--- START ---

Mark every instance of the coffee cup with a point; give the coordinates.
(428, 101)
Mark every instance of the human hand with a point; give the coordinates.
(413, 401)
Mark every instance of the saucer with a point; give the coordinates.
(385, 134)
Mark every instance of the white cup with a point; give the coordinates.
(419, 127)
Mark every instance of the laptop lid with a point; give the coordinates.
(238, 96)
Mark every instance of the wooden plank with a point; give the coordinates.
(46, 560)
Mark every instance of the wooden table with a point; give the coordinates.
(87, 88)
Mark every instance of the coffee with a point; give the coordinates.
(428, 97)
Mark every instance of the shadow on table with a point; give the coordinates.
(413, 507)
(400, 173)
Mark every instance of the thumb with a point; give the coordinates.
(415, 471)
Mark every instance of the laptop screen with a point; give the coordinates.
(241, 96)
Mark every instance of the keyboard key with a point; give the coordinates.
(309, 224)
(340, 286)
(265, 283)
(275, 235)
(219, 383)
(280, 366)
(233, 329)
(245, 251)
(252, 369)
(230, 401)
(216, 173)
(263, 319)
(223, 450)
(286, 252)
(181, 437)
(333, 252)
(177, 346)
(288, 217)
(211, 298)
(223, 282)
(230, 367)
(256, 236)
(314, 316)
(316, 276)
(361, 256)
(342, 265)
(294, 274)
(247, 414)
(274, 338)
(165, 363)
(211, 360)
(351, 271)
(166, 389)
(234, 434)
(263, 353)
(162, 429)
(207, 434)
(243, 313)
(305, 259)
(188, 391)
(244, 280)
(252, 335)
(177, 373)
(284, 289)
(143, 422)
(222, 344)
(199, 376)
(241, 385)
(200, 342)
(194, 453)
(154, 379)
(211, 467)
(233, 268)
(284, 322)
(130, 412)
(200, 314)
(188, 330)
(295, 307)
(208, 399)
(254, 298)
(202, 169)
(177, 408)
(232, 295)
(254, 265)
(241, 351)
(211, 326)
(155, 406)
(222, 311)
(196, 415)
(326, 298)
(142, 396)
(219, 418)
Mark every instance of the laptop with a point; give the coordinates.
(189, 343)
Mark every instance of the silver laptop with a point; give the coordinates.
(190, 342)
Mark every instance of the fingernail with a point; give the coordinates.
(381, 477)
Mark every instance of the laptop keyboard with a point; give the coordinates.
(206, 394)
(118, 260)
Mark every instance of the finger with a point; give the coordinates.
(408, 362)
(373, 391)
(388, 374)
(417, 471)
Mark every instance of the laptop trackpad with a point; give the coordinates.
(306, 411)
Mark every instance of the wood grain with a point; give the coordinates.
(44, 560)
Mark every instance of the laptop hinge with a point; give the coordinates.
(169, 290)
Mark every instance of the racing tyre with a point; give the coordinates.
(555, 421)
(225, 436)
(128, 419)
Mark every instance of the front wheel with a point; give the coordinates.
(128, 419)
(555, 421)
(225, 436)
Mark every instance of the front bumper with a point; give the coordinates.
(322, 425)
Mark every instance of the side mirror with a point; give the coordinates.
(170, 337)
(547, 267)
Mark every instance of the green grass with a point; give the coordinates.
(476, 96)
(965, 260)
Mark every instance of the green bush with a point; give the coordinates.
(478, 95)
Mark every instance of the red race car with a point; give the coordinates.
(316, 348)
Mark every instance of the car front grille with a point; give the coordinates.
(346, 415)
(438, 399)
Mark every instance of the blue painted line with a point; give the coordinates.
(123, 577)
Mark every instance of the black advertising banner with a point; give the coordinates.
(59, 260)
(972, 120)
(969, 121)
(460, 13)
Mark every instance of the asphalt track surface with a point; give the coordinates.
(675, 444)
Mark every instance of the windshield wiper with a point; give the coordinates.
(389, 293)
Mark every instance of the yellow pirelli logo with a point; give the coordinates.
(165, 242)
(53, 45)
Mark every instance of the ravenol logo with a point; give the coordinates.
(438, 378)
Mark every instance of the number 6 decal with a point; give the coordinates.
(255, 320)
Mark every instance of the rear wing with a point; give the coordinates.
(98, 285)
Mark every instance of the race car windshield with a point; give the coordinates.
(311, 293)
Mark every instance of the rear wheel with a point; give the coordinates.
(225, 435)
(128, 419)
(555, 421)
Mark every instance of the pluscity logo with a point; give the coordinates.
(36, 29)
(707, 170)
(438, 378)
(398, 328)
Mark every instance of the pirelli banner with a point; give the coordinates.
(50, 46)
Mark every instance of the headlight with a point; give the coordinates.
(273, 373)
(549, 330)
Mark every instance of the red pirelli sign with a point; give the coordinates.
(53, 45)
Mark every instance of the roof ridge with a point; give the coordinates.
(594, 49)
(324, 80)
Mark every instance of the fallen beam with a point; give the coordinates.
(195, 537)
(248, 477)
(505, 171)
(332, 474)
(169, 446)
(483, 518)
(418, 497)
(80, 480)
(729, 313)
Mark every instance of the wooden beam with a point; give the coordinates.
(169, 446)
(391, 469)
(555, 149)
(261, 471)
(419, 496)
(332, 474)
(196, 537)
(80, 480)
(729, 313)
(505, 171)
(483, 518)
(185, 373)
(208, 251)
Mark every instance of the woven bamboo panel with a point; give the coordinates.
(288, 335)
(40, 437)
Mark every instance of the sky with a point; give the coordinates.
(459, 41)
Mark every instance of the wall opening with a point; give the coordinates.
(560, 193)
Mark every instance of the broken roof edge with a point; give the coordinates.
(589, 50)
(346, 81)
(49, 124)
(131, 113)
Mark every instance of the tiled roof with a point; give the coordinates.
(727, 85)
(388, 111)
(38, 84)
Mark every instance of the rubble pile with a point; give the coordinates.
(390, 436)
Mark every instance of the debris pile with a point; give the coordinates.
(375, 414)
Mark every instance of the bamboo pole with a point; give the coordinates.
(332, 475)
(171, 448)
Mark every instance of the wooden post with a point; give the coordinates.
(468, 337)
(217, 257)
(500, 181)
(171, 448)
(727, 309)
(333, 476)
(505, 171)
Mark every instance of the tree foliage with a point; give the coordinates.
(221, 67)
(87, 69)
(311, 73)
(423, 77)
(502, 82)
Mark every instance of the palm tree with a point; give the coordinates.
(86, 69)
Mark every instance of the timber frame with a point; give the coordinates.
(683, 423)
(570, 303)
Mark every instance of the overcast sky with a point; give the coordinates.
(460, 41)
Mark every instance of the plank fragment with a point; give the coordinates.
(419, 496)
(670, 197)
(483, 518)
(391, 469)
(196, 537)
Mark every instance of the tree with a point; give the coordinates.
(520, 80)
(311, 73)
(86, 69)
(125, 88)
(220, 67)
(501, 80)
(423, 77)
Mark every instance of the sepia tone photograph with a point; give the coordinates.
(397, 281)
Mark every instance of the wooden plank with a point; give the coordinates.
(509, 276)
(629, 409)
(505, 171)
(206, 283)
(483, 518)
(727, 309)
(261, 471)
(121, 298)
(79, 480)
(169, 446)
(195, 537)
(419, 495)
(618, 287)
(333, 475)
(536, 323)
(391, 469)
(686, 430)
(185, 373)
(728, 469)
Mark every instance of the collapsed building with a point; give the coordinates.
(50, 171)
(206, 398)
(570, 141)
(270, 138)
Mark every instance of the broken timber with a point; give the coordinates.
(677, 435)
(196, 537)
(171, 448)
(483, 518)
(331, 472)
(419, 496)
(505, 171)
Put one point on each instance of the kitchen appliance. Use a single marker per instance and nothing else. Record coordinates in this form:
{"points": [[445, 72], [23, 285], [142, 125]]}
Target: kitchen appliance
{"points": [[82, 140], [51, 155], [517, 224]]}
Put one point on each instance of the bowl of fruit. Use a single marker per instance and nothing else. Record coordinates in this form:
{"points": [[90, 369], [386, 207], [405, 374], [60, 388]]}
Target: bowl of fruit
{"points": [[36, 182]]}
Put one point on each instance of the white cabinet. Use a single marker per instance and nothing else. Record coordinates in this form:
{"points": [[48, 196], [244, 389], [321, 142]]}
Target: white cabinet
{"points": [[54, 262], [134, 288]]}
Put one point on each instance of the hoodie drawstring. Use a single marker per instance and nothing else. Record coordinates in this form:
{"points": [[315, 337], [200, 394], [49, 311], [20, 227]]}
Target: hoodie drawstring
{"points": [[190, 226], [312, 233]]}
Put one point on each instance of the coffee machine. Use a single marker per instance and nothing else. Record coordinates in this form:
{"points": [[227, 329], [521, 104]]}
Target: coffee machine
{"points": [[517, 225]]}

--- END ---

» STATED GOAL: The line containing "Put one point on each instance of the white" marks the start; retype it and each line after it through the end of the records above, exactly.

» TASK ANSWER:
Put one point on each instance of the white cabinet. Use a single marker per instance and nothing else. Record coordinates in this form:
{"points": [[48, 196], [244, 389], [321, 142]]}
Target: white cabinet
{"points": [[54, 262], [134, 288]]}
Put one point on each instance of the hoodie drawstring. Use a single marker per instance and nothing else. Record coordinates in this form:
{"points": [[315, 337], [200, 394], [49, 311], [20, 227]]}
Target: hoodie drawstring
{"points": [[190, 226], [312, 233]]}
Put one point on each instance of the coffee machine. Use a single marker per instance and nothing else. Record coordinates in this form:
{"points": [[227, 329], [521, 104]]}
Target: coffee machine
{"points": [[517, 225]]}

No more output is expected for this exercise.